## Exercise description
Write out each of the following records line for line, changing nothing.

(Object point labels)
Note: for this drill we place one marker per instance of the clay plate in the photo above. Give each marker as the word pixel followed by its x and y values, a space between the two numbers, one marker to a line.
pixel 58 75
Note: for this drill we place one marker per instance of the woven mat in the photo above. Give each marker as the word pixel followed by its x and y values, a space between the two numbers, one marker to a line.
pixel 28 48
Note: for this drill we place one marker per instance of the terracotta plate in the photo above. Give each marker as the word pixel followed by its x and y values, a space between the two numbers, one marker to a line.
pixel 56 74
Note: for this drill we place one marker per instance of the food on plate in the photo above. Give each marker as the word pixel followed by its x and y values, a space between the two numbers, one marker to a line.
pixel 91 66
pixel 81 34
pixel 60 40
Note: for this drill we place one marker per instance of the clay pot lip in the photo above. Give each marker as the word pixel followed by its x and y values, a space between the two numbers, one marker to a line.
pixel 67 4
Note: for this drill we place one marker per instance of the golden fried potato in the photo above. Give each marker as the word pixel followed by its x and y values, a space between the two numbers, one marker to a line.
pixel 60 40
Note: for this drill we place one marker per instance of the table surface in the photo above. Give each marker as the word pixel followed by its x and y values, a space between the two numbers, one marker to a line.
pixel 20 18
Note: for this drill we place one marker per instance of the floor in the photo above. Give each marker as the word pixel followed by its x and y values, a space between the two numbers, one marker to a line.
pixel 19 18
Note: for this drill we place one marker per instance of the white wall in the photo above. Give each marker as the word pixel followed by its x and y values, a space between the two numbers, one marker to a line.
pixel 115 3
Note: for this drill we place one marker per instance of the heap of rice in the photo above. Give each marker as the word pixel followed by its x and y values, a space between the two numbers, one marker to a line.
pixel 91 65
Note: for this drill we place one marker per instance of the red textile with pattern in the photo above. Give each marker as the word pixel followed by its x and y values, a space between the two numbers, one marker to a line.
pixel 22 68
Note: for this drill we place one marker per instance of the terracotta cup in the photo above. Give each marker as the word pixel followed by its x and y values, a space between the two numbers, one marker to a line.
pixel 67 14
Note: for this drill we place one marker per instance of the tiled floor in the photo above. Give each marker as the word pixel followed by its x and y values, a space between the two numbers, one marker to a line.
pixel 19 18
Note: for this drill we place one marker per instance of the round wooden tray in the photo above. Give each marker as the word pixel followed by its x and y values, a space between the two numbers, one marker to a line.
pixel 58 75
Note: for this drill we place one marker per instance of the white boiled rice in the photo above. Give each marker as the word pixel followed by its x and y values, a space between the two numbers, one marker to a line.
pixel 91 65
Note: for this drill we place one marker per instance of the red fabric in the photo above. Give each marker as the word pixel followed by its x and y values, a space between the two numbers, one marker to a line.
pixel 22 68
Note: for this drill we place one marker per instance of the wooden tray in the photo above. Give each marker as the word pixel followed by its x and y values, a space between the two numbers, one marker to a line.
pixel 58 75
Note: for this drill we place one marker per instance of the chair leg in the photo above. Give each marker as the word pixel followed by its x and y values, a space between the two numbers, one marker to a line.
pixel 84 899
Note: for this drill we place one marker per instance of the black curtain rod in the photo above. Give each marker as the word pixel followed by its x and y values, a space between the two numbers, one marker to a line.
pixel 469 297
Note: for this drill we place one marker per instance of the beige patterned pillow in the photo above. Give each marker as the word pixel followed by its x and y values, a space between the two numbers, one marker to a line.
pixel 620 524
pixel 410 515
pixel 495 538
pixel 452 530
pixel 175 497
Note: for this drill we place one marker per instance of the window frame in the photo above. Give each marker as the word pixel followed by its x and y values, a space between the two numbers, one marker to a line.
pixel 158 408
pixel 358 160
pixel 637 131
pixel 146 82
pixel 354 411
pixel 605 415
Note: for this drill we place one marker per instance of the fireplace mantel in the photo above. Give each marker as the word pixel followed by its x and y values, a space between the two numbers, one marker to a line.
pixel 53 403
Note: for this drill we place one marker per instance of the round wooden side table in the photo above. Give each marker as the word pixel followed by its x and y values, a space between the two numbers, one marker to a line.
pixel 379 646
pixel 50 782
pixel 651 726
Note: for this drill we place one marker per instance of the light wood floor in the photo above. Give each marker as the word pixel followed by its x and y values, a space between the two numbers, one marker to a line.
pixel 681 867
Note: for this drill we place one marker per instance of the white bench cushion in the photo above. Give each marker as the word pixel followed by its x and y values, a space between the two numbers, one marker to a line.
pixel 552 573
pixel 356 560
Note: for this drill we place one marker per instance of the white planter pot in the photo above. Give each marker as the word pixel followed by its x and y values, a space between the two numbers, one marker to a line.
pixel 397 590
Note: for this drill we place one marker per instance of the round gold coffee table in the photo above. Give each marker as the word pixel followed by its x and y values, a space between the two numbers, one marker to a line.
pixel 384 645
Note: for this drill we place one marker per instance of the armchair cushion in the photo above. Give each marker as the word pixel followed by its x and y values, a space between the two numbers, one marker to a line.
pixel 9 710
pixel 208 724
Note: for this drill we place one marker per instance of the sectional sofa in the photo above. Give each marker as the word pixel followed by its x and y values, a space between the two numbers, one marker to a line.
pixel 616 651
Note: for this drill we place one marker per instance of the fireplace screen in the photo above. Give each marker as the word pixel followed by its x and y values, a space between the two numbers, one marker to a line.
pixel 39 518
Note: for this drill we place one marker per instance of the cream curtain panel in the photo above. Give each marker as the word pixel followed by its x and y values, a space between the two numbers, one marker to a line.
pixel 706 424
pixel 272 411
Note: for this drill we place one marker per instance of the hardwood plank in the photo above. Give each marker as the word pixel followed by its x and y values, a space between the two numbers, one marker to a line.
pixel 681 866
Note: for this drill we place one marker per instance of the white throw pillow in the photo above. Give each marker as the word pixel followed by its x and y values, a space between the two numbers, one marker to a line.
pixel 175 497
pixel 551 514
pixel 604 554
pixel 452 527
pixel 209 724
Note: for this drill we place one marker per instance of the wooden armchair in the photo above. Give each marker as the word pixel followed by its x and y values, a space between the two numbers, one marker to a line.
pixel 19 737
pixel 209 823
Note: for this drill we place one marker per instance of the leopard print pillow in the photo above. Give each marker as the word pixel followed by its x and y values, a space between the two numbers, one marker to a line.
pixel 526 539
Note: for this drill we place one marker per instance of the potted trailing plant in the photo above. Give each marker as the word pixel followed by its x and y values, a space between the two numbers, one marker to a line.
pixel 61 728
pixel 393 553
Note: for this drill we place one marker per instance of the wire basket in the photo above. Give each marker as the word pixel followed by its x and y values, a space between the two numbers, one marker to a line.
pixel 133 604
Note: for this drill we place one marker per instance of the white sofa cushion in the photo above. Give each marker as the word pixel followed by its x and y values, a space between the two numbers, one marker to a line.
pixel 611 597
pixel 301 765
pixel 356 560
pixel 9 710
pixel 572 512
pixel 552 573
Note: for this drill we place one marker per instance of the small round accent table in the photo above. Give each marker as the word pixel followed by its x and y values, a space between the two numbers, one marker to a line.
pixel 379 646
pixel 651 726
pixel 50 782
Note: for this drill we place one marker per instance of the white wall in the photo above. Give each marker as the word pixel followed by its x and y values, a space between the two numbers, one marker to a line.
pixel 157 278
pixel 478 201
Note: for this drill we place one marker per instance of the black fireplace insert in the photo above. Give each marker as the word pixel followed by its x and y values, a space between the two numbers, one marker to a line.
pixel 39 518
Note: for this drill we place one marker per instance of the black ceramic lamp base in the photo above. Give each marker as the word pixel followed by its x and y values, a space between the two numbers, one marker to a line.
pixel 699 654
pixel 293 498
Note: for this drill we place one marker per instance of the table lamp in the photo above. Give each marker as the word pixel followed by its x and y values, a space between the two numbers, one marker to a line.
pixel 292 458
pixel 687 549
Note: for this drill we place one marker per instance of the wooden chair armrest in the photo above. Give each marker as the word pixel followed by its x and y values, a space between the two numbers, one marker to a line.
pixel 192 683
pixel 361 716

## Reply to the exercise
Note: for this drill we place one marker per instance of the clay plate in the photo above. Give each marker as the word pixel followed by its x and y values, a space between the two numbers, one marker to a line.
pixel 58 75
Note: for this drill we place one marker per instance of the woven mat in the photo above. Give each marker as the word pixel followed by its x and y values, a space between the two numbers, one marker to a line.
pixel 28 48
Note: for this drill we place one marker per instance of the terracotta plate in the photo above. Give each marker as the word pixel followed by its x and y values, a space between the two numbers, one marker to a line.
pixel 56 74
Note: for this drill we place one marker per instance of the food on plate in the photo above. Give each marker as the word pixel followed by its x and y values, a space between the two numbers, one marker to a line.
pixel 91 66
pixel 81 34
pixel 60 40
Note: for this drill we place one marker per instance of the clay pot lip in the photo above. Give each marker as the word pixel followed by its x and y values, a space between the two numbers, one marker to a line.
pixel 67 4
Note: for this drill we place one marker per instance of the golden fried potato in the photo above. Give each marker as the word pixel followed by its x and y values, a space between the two numbers, one marker to a line.
pixel 60 40
Note: for this drill we place one marker per instance of the table surface in the photo above. Give each marker as the word pixel followed by its x and y values, a space between the two numbers, one marker to a line.
pixel 20 18
Note: for this drill we place one marker per instance of the floor in the photo above. Give each marker as the word pixel followed by its x and y values, a space between the two numbers, one marker to a line.
pixel 19 18
Note: for this drill we place one marker per instance of the white wall in the photo above. Give each marker as the word pixel followed by its x and y values, a space between the two numbers, one marker to a line.
pixel 115 3
Note: for this drill we place one marker per instance of the heap of rice in the photo above. Give each marker as the word pixel followed by its x and y values, a space between the two numbers, one marker to a line.
pixel 91 65
Note: for this drill we place one marker per instance of the red textile with pattern in the photo above. Give each marker as the word pixel followed by its x and y values, a space between the two numbers, one marker to a line.
pixel 22 68
Note: for this drill we place one marker per instance of the terracotta cup in the photo above. Give each marker as the word pixel followed by its x and y values, a space between the two numbers, one marker to a line.
pixel 67 14
Note: for this drill we place one marker per instance of the tiled floor in the photo above. Give each marker as the word pixel followed by its x and y values, a space between the two numbers, one marker to a line.
pixel 19 18
Note: for this drill we place one marker per instance of the round wooden tray in the photo above. Give each marker as the word pixel followed by its x and y values, a space between the two numbers, one marker to a line.
pixel 58 75
Note: for this drill we place one marker per instance of the white boiled rice in the photo above. Give each marker as the word pixel followed by its x and y values, a space between the two numbers, one marker to a line.
pixel 91 65
Note: for this drill we place one marker per instance of the red fabric in the photo above. Give each marker as the word pixel followed by its x and y values, a space between the two numbers, one marker to a line.
pixel 22 68
Note: for this drill we place one marker per instance of the wooden tray in the photo above. Give each marker as the word pixel followed by its x and y values, a space between the two numbers, one marker to a line.
pixel 58 75
Note: for this drill we place one marker per instance of the chair leg in the photo above. Give each marker as the word pixel followed by its x and y values, a space between the two numbers, one marker to a line.
pixel 84 899
Note: for this drill we place one marker per instance of the black curtain rod in the photo above. Give each marker as the word pixel followed by its x and y values, a space between the two numbers, one marker to a line.
pixel 469 297
Note: for this drill we place one marker per instance of the beige patterned pillow in the photo above. Give each marker as the word pixel followed by its x and y values, a space between the two numbers, one marker to a line.
pixel 620 524
pixel 410 515
pixel 495 538
pixel 452 530
pixel 175 497
Note: for this drill we place one marker per instance of the window frame in the photo above. Give each marker as the word pixel followed by its x and y values, a space between the two numbers, one marker to a line.
pixel 158 408
pixel 358 160
pixel 637 131
pixel 146 82
pixel 354 411
pixel 605 415
Note: for this drill we place one marker per instance of the fireplace mantel in the photo above. Give each marker as the word pixel followed by its x and y values, a space between the two numbers, one marker to a line.
pixel 53 403
Note: for this drill we place one marker per instance of the round wooden side table in the photo above. Give each marker as the word pixel followed by its x and y values, a space between the two numbers, one marker to a line.
pixel 379 646
pixel 50 782
pixel 651 726
Note: for this drill we place one marker per instance of the light wood floor in the photo above. Give each marker as the word pixel followed by its x and y values, a space between the two numbers, one marker to a line.
pixel 681 867
Note: for this drill we place one marker per instance of the white bench cushion in the photo above. Give each marker as the word pixel followed by its x and y values, a space between the two numbers, one marker to a line.
pixel 552 573
pixel 356 560
Note: for this drill we place one marker per instance of the white planter pot in the photo above. Give each marker as the word pixel followed by its x and y values, a space between the two numbers, one marker to a line.
pixel 397 590
Note: for this drill we place one marker per instance of the round gold coffee table in the photo above. Give each marker as the word pixel followed by its x and y values, a space between the two numbers, one marker to a line.
pixel 384 645
Note: for this drill we place one marker per instance of the armchair cushion in the photo above. Give each marker as the word pixel followed by its x and y values, a space between the two numbers, one marker to a line.
pixel 9 710
pixel 208 724
Note: for this drill we place one marker per instance of the sectional sofa in the photo above. Give each marker as the word pixel followed by its x and y values, a space between the two numbers, one marker to a line.
pixel 616 651
Note: for this drill we place one marker per instance of the fireplace screen in the photo above. Give each marker as the word pixel followed by its x and y values, a space between the two numbers, one marker to a line.
pixel 39 518
Note: for this drill we place one marker per instance of the cream curtain panel in the photo above. Give each marker as the word pixel followed by its x and y values, a space between the two numbers, one marker to a line.
pixel 706 424
pixel 272 411
Note: for this drill we place one marker per instance of the hardwood plank in the photo above. Give each marker as the word pixel followed by its x and y values, a space between the two numbers, one marker to a line.
pixel 681 866
Note: for this drill we place one marker per instance of the white throw pillow in the photo above. Give each marker as the word pixel followed by its x and y values, a space between the two numbers, one marker to a line.
pixel 175 497
pixel 551 514
pixel 604 554
pixel 452 527
pixel 209 724
Note: for this drill we place one marker per instance of the wooden armchair in the photo above. Give each marker as the word pixel followed by its x and y values, a space between the two numbers, one marker to a line.
pixel 19 737
pixel 209 823
Note: for this drill we place one marker per instance of the leopard print pillow in the photo above. Give each marker as the word pixel followed by its x and y values, a space between the two numbers, one marker to a line.
pixel 526 539
Note: for this drill we place one marker per instance of the potted trailing plant in the photo above. Give each marker as the word pixel followed by its x and y values, a space between the two numbers, one marker to a line.
pixel 61 728
pixel 393 553
Note: for this drill we place one marker per instance of the wire basket in the photo above. Give each marker as the word pixel followed by its x and y values, a space between the two numbers, one marker to a line.
pixel 133 604
Note: for this drill we place one marker per instance of the white sofa cushion in the photo above. Give each marker as the word pixel followed by its x and y values, a space between the two numbers, one marker to a line.
pixel 611 597
pixel 301 765
pixel 356 560
pixel 9 710
pixel 572 512
pixel 552 573
Note: for this drill we place one marker per instance of the small round accent table in the photo above. Give each marker as the word pixel followed by its x and y values, a space between the two numbers, one marker to a line.
pixel 379 646
pixel 651 726
pixel 50 782
Note: for this drill we place one marker per instance of the white wall in the photo above. Give each marker as the word pixel followed by its x and y values, a space between the two numbers, one marker to a line.
pixel 157 278
pixel 478 201
Note: for this drill we place one marker per instance of the black fireplace insert in the photo above. Give each marker as the word pixel followed by its x and y values, a space between the two numbers, one marker to a line.
pixel 39 518
Note: for this drill we place one marker per instance of the black ceramic lamp base in the photo above. Give each marker as the word pixel followed by its x and y values, a space between the two numbers, one marker to a line.
pixel 699 654
pixel 293 498
Note: for this drill we place one marker per instance of the table lamp in the photo above. Give each marker as the word pixel followed by its x and y values, a space between the two numbers, one marker to a line.
pixel 292 458
pixel 687 549
Note: for this drill we place one marker per instance of the wooden chair armrest in the photo above. Give each marker as the word pixel followed by its x and y values, a space between the two numbers, one marker to a line.
pixel 192 683
pixel 361 716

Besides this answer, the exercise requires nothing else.